=== Geselecteerde passage ===

ECLI:NL:RBGEL:2014:1553

Rechtbank Gelderland

Datum uitspraak
29 januari 2014
Publicatiedatum
10 maart 2014
Zaaknummer
247027
Instantie
Rechtbank Gelderland
Type
Uitspraak
Rechtsgebied
Civiel recht
Procedures
  • Eerste aanleg - enkelvoudig
Vindplaatsen
  • Rechtspraak.nl
AI samenvatting door LexboostAutomatisch gegenereerd

Aansprakelijkheid gemeente voor schade door onjuiste informatieverstrekking door bedrijvenloket

In deze zaak vordert eiser, die een afhaalrestaurant exploiteerde, schadevergoeding van de gemeente Nijmegen. Hij stelt dat hij schade heeft geleden door onjuiste informatie die hij van het bedrijvenloket van de gemeente heeft ontvangen. Deze informatie betrof de noodzaak van een ontheffing voor ondersteunende horeca, die hij niet had, en die hem zou hebben toegestaan om tafels en stoelen in zijn restaurant te plaatsen. Eiser heeft zijn restaurant geopend in oktober 2008 en heeft tot 1 januari 2012 geen ontheffing kunnen verkrijgen, wat resulteerde in gederfde winst. De gemeente heeft erkend dat zij onjuiste informatie heeft verstrekt, maar betwist de hoogte van de gevorderde schadevergoeding en stelt dat eiser geen aanvraag heeft gedaan voor een ontheffing.

De rechtbank heeft vastgesteld dat eiser geen aanvraag heeft gedaan voor een ontheffing voor ondersteunende horeca, maar enkel voor een afhaalrestaurant. De mondelinge informatie van het bedrijvenloket wordt niet als een besluit beschouwd en heeft geen zelfstandig karakter naast de verleende vergunning. De rechtbank concludeert dat de gemeente onrechtmatig heeft gehandeld door onjuiste informatie te verstrekken, en dat eiser erop heeft vertrouwd dat deze informatie juist was. De rechtbank heeft eiser toegelaten tot bewijslevering over het moment waarop de onjuiste informatie is verstrekt en de schade die hij heeft geleden.

De rechtbank heeft de zaak aangehouden voor bewijslevering en zal een deskundige benoemen om de schade te begroten. De partijen worden aangemoedigd om tot een schikking te komen, waarbij de gemeente gehouden is tot vergoeding van de schade die eiser heeft geleden als gevolg van de onjuiste informatieverstrekking.

Uitspraak

vonnis

RECHTBANK GELDERLAND

Team kanton en handelsrecht
Zittingsplaats Arnhem
zaaknummer / rolnummer: C/05/247027 / HA ZA 13-486
Vonnis van 29 januari 2014
in de zaak van
[eiser]
wonende te [plaats]
eiser
advocaat mr. J.M.E. van der Haar te Nijmegen
tegen
de publiekrechtelijke rechtspersoon
GEMEENTE NIJMEGEN
zetelend te Nijmegen
gedaagde
procesadvocaat mr. F.A.M. Knüppe te Arnhem
behandelend advocaat mr. T.H. Liebregts te Nijmegen
Partijen zullen hierna [eiser] en de gemeente worden genoemd.

===

| Opdracht |
Neem het gedeelte van de uitspraak woordelijk over, te beginnen bij de woorden "De rechtbank heeft vastgesteld" en eindigend na "hij heeft geleden.". De records zijn hierbij niet van belang.

=== Records uit dataset ===

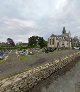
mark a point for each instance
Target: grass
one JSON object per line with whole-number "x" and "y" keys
{"x": 56, "y": 51}
{"x": 2, "y": 61}
{"x": 24, "y": 57}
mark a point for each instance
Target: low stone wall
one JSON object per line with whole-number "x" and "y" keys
{"x": 24, "y": 81}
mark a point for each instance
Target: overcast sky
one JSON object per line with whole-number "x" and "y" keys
{"x": 20, "y": 19}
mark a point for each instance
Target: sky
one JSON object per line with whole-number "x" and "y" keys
{"x": 20, "y": 19}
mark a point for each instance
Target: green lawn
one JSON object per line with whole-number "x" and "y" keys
{"x": 2, "y": 61}
{"x": 56, "y": 51}
{"x": 24, "y": 57}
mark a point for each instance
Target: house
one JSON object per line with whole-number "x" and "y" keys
{"x": 60, "y": 41}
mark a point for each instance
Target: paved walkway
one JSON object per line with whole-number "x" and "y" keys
{"x": 14, "y": 65}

===

| Het antwoord |
De rechtbank heeft vastgesteld dat eiser geen aanvraag heeft gedaan voor een ontheffing voor ondersteunende horeca, maar enkel voor een afhaalrestaurant. De mondelinge informatie van het bedrijvenloket wordt niet als een besluit beschouwd en heeft geen zelfstandig karakter naast de verleende vergunning. De rechtbank concludeert dat de gemeente onrechtmatig heeft gehandeld door onjuiste informatie te verstrekken, en dat eiser erop heeft vertrouwd dat deze informatie juist was. De rechtbank heeft eiser toegelaten tot bewijslevering over het moment waarop de onjuiste informatie is verstrekt en de schade die hij heeft geleden.